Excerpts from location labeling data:
##############################
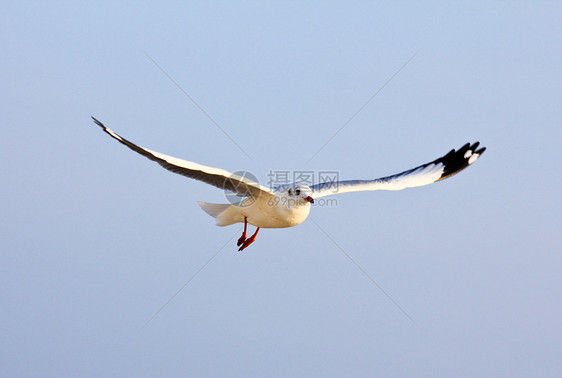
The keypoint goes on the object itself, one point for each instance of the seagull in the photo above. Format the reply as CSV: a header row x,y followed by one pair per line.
x,y
289,205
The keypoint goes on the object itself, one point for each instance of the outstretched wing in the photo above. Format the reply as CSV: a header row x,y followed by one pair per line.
x,y
446,166
220,178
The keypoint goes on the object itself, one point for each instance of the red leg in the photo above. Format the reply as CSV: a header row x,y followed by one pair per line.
x,y
243,237
250,240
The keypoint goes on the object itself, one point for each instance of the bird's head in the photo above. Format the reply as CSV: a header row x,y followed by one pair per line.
x,y
300,192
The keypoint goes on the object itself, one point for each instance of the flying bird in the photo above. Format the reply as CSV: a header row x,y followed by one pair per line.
x,y
289,205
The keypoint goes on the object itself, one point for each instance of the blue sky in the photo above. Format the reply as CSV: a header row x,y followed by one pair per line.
x,y
95,239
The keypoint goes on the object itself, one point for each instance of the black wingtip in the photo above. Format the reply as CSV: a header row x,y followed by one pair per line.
x,y
98,122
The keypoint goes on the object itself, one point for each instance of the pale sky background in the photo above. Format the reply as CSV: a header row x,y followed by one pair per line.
x,y
95,238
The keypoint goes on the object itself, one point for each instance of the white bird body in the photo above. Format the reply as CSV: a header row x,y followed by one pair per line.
x,y
264,212
289,205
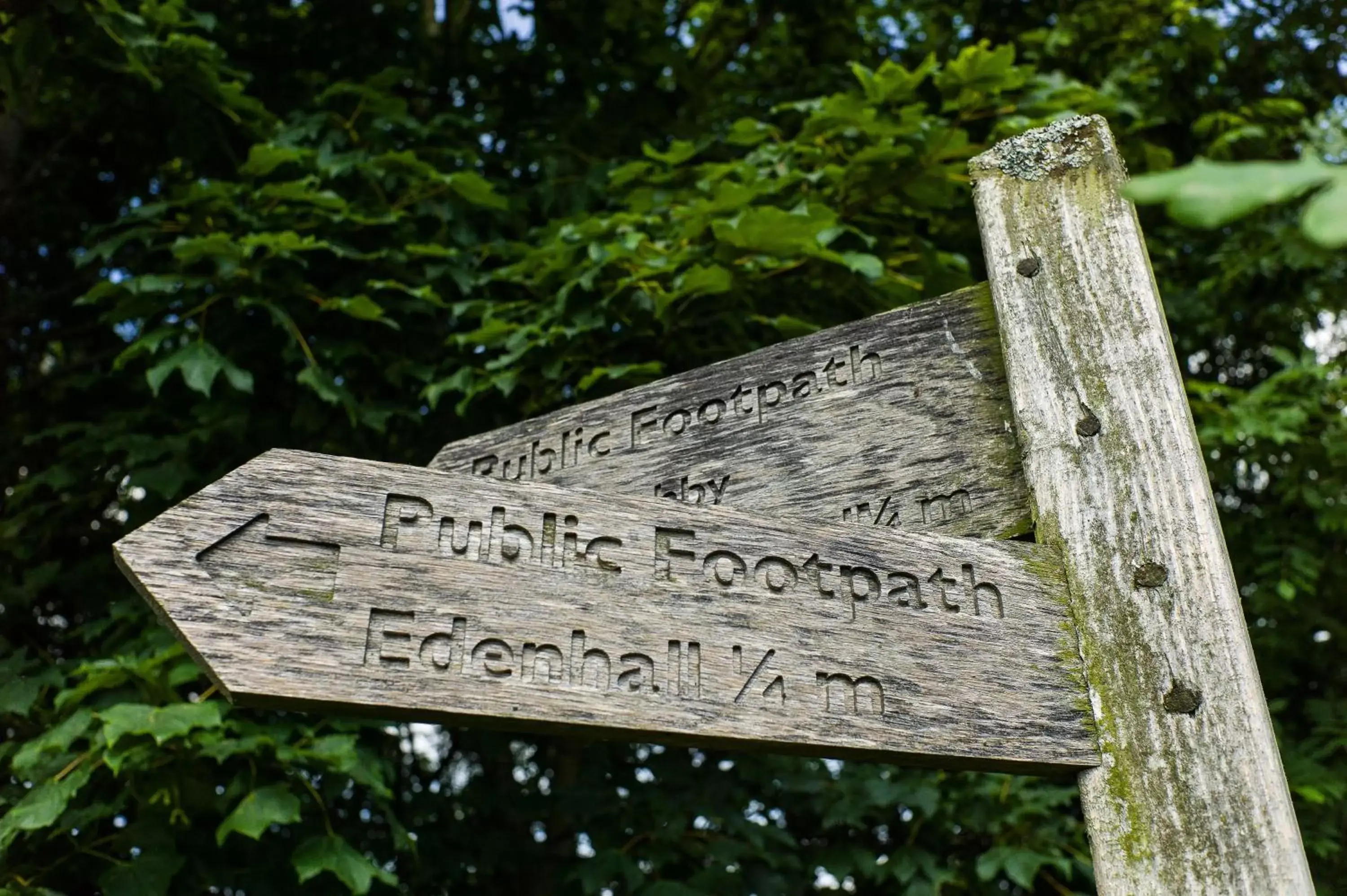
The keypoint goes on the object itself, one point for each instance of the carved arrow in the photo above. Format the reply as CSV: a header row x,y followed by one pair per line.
x,y
250,564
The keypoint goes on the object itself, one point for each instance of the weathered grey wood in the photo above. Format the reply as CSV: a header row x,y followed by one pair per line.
x,y
902,419
314,583
1191,797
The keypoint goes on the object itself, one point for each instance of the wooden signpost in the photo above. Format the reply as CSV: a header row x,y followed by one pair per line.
x,y
896,421
654,604
314,583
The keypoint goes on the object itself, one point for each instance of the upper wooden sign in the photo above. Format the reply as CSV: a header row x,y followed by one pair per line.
x,y
306,581
898,421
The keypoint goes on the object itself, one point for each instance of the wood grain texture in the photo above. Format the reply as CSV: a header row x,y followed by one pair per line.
x,y
306,581
1191,797
896,421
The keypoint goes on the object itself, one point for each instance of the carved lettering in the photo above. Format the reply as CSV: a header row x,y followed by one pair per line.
x,y
884,517
495,658
759,682
747,402
406,523
638,674
683,677
770,395
776,575
849,576
982,592
939,509
907,591
845,694
387,642
726,568
943,584
445,650
665,550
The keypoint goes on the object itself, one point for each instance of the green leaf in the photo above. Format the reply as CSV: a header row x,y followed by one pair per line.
x,y
624,174
302,192
639,372
147,875
17,697
787,325
332,853
1210,194
864,264
775,231
748,132
710,279
678,153
266,158
161,723
259,810
982,69
200,364
42,805
54,740
357,306
1325,217
477,190
460,382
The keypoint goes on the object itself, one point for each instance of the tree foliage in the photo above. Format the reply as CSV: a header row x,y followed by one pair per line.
x,y
372,229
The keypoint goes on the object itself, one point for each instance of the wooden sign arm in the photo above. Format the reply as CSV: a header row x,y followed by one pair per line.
x,y
1191,797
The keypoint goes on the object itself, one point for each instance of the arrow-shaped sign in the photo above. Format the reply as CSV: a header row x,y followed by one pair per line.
x,y
899,421
308,583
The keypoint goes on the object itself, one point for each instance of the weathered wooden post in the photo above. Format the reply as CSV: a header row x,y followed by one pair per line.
x,y
1191,797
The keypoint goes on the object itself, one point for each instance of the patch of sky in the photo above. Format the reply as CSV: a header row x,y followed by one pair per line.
x,y
516,19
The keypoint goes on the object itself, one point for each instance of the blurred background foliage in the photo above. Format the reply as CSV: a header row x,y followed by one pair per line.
x,y
370,229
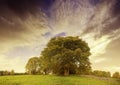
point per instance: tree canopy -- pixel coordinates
(33, 65)
(66, 55)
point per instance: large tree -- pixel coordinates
(33, 65)
(66, 55)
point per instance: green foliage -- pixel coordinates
(4, 73)
(116, 75)
(33, 65)
(66, 55)
(54, 80)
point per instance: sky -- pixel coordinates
(27, 25)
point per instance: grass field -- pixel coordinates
(54, 80)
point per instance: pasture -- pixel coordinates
(55, 80)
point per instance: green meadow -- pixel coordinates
(55, 80)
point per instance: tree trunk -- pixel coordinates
(66, 72)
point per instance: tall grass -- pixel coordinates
(53, 80)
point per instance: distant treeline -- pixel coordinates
(97, 73)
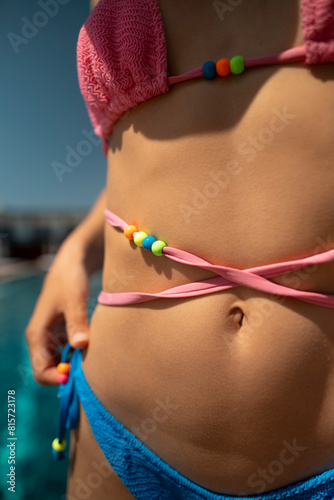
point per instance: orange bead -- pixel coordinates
(63, 368)
(223, 67)
(129, 230)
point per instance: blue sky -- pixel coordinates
(42, 112)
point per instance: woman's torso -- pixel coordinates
(240, 172)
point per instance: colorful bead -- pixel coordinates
(223, 67)
(58, 446)
(138, 238)
(209, 69)
(237, 65)
(62, 378)
(158, 246)
(128, 231)
(148, 242)
(63, 368)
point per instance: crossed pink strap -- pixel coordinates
(228, 277)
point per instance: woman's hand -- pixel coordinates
(60, 314)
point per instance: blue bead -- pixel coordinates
(209, 69)
(148, 242)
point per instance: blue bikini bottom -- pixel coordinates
(145, 475)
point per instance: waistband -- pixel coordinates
(144, 473)
(256, 278)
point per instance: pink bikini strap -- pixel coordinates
(296, 54)
(228, 277)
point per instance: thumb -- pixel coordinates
(77, 323)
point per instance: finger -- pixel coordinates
(77, 321)
(44, 356)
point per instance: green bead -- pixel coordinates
(158, 246)
(237, 65)
(58, 446)
(138, 238)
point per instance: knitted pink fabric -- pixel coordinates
(121, 59)
(318, 30)
(122, 55)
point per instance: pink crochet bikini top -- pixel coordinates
(122, 56)
(122, 61)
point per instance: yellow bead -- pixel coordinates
(129, 230)
(138, 238)
(58, 446)
(63, 368)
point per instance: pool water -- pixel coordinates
(38, 476)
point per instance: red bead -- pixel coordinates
(223, 67)
(128, 231)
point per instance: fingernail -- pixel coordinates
(80, 337)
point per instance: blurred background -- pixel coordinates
(51, 171)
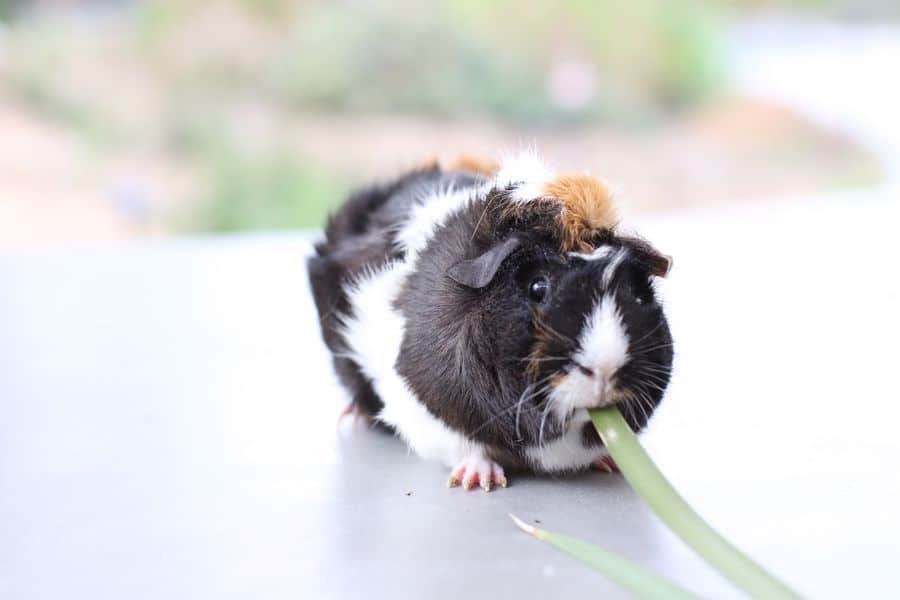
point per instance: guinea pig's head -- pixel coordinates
(526, 307)
(580, 329)
(567, 307)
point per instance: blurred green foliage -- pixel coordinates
(191, 68)
(268, 192)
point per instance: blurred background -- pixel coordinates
(127, 119)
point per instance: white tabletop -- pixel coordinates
(168, 428)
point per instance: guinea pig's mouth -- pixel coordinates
(582, 387)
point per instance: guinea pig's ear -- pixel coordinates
(479, 271)
(657, 263)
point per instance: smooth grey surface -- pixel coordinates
(168, 428)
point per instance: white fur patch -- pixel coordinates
(610, 270)
(527, 172)
(429, 215)
(602, 348)
(597, 254)
(568, 451)
(374, 336)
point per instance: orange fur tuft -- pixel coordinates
(587, 208)
(473, 164)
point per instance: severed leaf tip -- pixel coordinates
(523, 525)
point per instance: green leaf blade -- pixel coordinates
(650, 484)
(641, 582)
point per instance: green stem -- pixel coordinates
(652, 486)
(642, 582)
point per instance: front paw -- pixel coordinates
(477, 469)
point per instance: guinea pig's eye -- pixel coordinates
(539, 288)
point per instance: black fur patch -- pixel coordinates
(358, 236)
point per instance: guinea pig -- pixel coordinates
(479, 311)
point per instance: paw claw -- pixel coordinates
(478, 470)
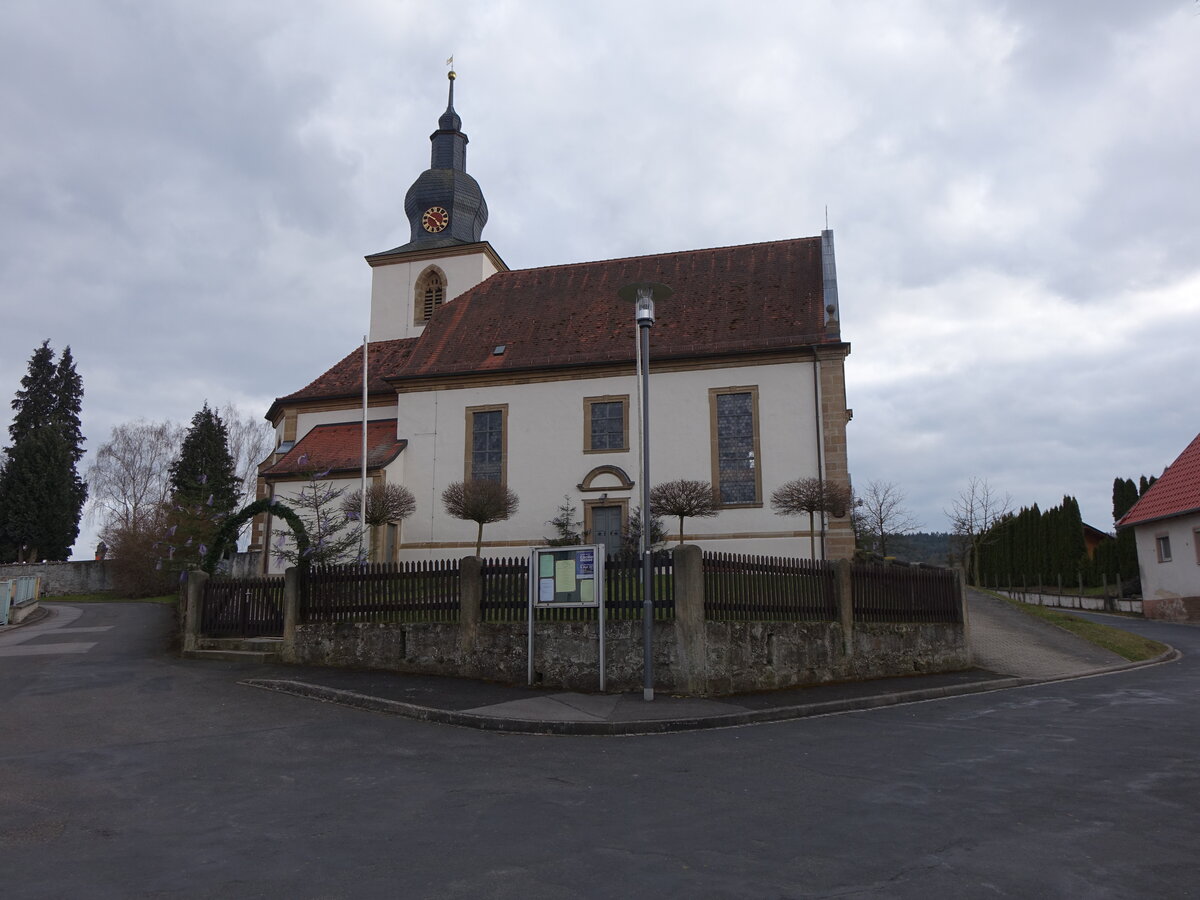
##############################
Recast every line of the material above as a numbered list, skipping blank lines. Leave the pictures out.

• **Task solution**:
1. The keypoint goes on the object itself, one point for each instance of the seagull in the photo above. Format the reply as CSV: a header row x,y followed by one pair per line.
2. x,y
3. 289,205
4. The keypoint goes on the object itself, one point for each instance of the outstretched wing in the photo above. Format the reply as CSV: a header row x,y followed by one pair per line.
5. x,y
6. 446,166
7. 220,178
8. The keypoint goes on the object itself, one point for each instance of the red leg in the photo above. Format the reply as CSV: a header row x,y followed by one pair per line.
9. x,y
10. 243,237
11. 250,240
12. The keypoint goes on the object itself, one point for each instance of the bird's head in the photo above. Format the reply as CSV: a header row x,y followed by one pair per line.
13. x,y
14. 300,192
15. The keypoint goes on the object itself, one point for each instance of the flying bird in the photo above. Format the reply as CSV: a header row x,y followed by one pair per line.
16. x,y
17. 289,205
18. The keypoint goes on the object itself, one point for each instance of the blue sky in the photo above. Format the reply as CSV: a header row x,y followed by one pair per line.
19. x,y
20. 95,239
21. The keypoint goes on the object itself, one point for each instance of the black wingtip in the photo above. Format the reply as CSV: a header row x,y followed by one pair per line.
22. x,y
23. 98,122
24. The keypoint goes on the object itself, one point for each instance of the pale sky background in the photo above. Format the reply as CSV: a header row x,y followed by one pair per line.
25. x,y
26. 95,238
27. The keypoint goes on the object itself, one point for each instance of the white bird body in the photo above. Format the reply as CSV: a header row x,y followed by one pair per line.
28. x,y
29. 264,212
30. 289,205
31. The keypoint goes on the object itself, one point for each instance of the carved arrow in the photo above. Format the reply as CSV: a header row x,y followed by one pair per line.
32. x,y
33. 250,564
34. The keypoint goes on the object itself, one point for each instance of the weathered grey wood in the photo above. Format the reply as CSV: a header row x,y followed by one pair per line.
35. x,y
36. 902,419
37. 314,583
38. 1191,797
39. The keypoint goes on the object itself, one point for each instance of the wooden signpost in the photo above. Format the reply as CSV: a header row x,y followed by one pair per line.
40. x,y
41. 896,421
42. 654,604
43. 314,583
44. The keypoint goes on the object itself, one point for each instance of the upper wooden sign in the photo above. Format the reply as CSV: a header row x,y followed by one pair per line.
45. x,y
46. 306,581
47. 898,421
48. The keypoint goes on the object itself, one point for each instance of the wood grain texture in the photo above. Format the reply as CSV: a header row x,y followed by one pair per line.
49. x,y
50. 306,581
51. 1191,797
52. 896,421
53. The keypoint goes on the object itself, one point for each instance of the carved lettering in the photo above. Format the reply as CSV: a header row x,y followed by one pair per line.
54. x,y
55. 884,517
56. 495,658
57. 759,682
58. 747,402
59. 406,523
60. 638,674
61. 683,677
62. 770,395
63. 776,575
64. 849,576
65. 982,592
66. 939,509
67. 907,591
68. 845,694
69. 387,642
70. 726,568
71. 943,584
72. 445,650
73. 665,550
74. The keypoint goes on the object itself, one point for each instance of the green leaf in the photo above. Format the reply as CSV: a header row x,y followed by one pair per line.
75. x,y
76. 624,174
77. 302,192
78. 639,372
79. 147,875
80. 17,697
81. 787,325
82. 332,853
83. 1210,194
84. 864,264
85. 775,231
86. 748,132
87. 710,279
88. 678,153
89. 266,158
90. 161,723
91. 259,810
92. 982,69
93. 200,364
94. 42,805
95. 54,740
96. 357,306
97. 1325,217
98. 477,190
99. 460,382
100. The keypoint goes on the object itself, one point for each instance of the tree foliage in the photo above. Format the reply as CSV: a header row x,y followed by one pair per line.
101. x,y
102. 372,229
103. The keypoint goes on the object itself, one point for each instance of the wooden sign arm in the photo above. Format the reply as CSV: a header row x,y followed by one pair per line.
104. x,y
105. 1191,797
106. The keypoint goes on the object itself, one point for each instance of the arrow-shaped sign in the photo above. Format the reply as CSV: a header row x,y followed by one pair per line.
107. x,y
108. 899,421
109. 308,583
110. The keypoint goes on the object itself, one point for each instance of the weathered wooden post in the photo above. Format the reply as CSV: a header row x,y followed by one pair per line.
111. x,y
112. 1191,797
113. The keypoint goes on the object itself, one point for each instance of the patch of sky in the photo above. Format the reply as CSV: a header row x,y followed by one pair per line.
114. x,y
115. 516,19
116. The keypoint goes on the object itself, one point for each instance of the blurred background foliage in the photo above. Format the reply as CSV: a header row x,y followed by one pair per line.
117. x,y
118. 370,229
119. point per instance: tree canopy -- pixel coordinates
120. (33, 65)
121. (66, 55)
122. point per instance: large tree -- pixel coordinates
123. (33, 65)
124. (66, 55)
125. point per instance: green foliage -- pixel coordinates
126. (4, 73)
127. (116, 75)
128. (33, 65)
129. (66, 55)
130. (54, 80)
131. point per instance: sky -- pixel coordinates
132. (27, 25)
133. point per instance: grass field -- pixel coordinates
134. (54, 80)
135. point per instance: pasture -- pixel coordinates
136. (55, 80)
137. point per instance: green meadow -- pixel coordinates
138. (55, 80)
139. point per instance: tree trunk -- pixel coordinates
140. (66, 72)
141. point per instance: tall grass -- pixel coordinates
142. (53, 80)
143. point per instance: distant treeline -- pixel coordinates
144. (97, 73)
145. point per instance: orange bead -- pixel coordinates
146. (63, 368)
147. (223, 67)
148. (129, 230)
149. point per instance: blue sky -- pixel coordinates
150. (42, 112)
151. point per instance: woman's torso -- pixel coordinates
152. (240, 172)
153. point per instance: colorful bead -- pixel coordinates
154. (223, 67)
155. (58, 446)
156. (138, 238)
157. (209, 69)
158. (237, 65)
159. (62, 378)
160. (158, 246)
161. (128, 231)
162. (148, 242)
163. (63, 368)
164. point per instance: crossed pink strap -- pixel coordinates
165. (228, 277)
166. point per instance: woman's hand -- pixel coordinates
167. (60, 314)
168. point per instance: blue bead -- pixel coordinates
169. (209, 69)
170. (148, 242)
171. point per instance: blue bikini bottom -- pixel coordinates
172. (145, 475)
173. point per instance: waistband -- pixel coordinates
174. (144, 473)
175. (256, 278)
176. point per instance: pink bikini strap -- pixel coordinates
177. (296, 54)
178. (228, 277)
179. point per instance: thumb -- pixel coordinates
180. (77, 323)
181. point per instance: finger -- pixel coordinates
182. (77, 321)
183. (44, 356)
184. point per instance: green bead -- pixel coordinates
185. (158, 246)
186. (237, 65)
187. (58, 446)
188. (138, 238)
189. point per instance: knitted pink fabric -- pixel coordinates
190. (121, 59)
191. (318, 30)
192. (122, 55)
193. point per instance: pink crochet bikini top -- pixel coordinates
194. (122, 56)
195. (122, 61)
196. point per instance: yellow bead -- pixel coordinates
197. (129, 230)
198. (138, 238)
199. (58, 446)
200. (63, 368)
201. point per instance: pool water -- pixel coordinates
202. (38, 476)
203. point per instance: red bead -- pixel coordinates
204. (223, 67)
205. (128, 231)
206. point per instance: fingernail -- pixel coordinates
207. (80, 337)
208. point per instance: blurred background -- pixel coordinates
209. (51, 171)
210. point per instance: guinea pig's head -- pixel coordinates
211. (526, 307)
212. (580, 329)
213. (567, 307)
214. point per instance: blurred green foliage -- pixel coordinates
215. (191, 68)
216. (268, 192)
217. point per instance: blurred background -- pixel coordinates
218. (127, 119)
219. point per instance: white tabletop -- pixel coordinates
220. (168, 428)
221. point per instance: guinea pig's mouth -- pixel coordinates
222. (582, 387)
223. point per instance: guinea pig's ear -- pixel coordinates
224. (479, 271)
225. (657, 263)
226. point per instance: smooth grey surface -- pixel coordinates
227. (168, 428)
228. point per instance: white fur patch -- pixel coordinates
229. (610, 270)
230. (527, 172)
231. (429, 215)
232. (602, 348)
233. (597, 254)
234. (568, 451)
235. (374, 336)
236. point per instance: orange fur tuft -- pixel coordinates
237. (587, 208)
238. (473, 164)
239. point per instance: severed leaf tip -- pixel coordinates
240. (523, 525)
241. point per instance: green leaf blade -- pixel coordinates
242. (650, 484)
243. (641, 582)
244. point per instance: green stem -- pixel coordinates
245. (652, 486)
246. (642, 582)
247. point per instance: front paw -- pixel coordinates
248. (477, 469)
249. point per instance: guinea pig's eye -- pixel coordinates
250. (539, 288)
251. point per instance: black fur patch -- pixel coordinates
252. (358, 236)
253. point per instance: guinea pig -- pixel coordinates
254. (479, 311)
255. point per instance: paw claw -- pixel coordinates
256. (478, 470)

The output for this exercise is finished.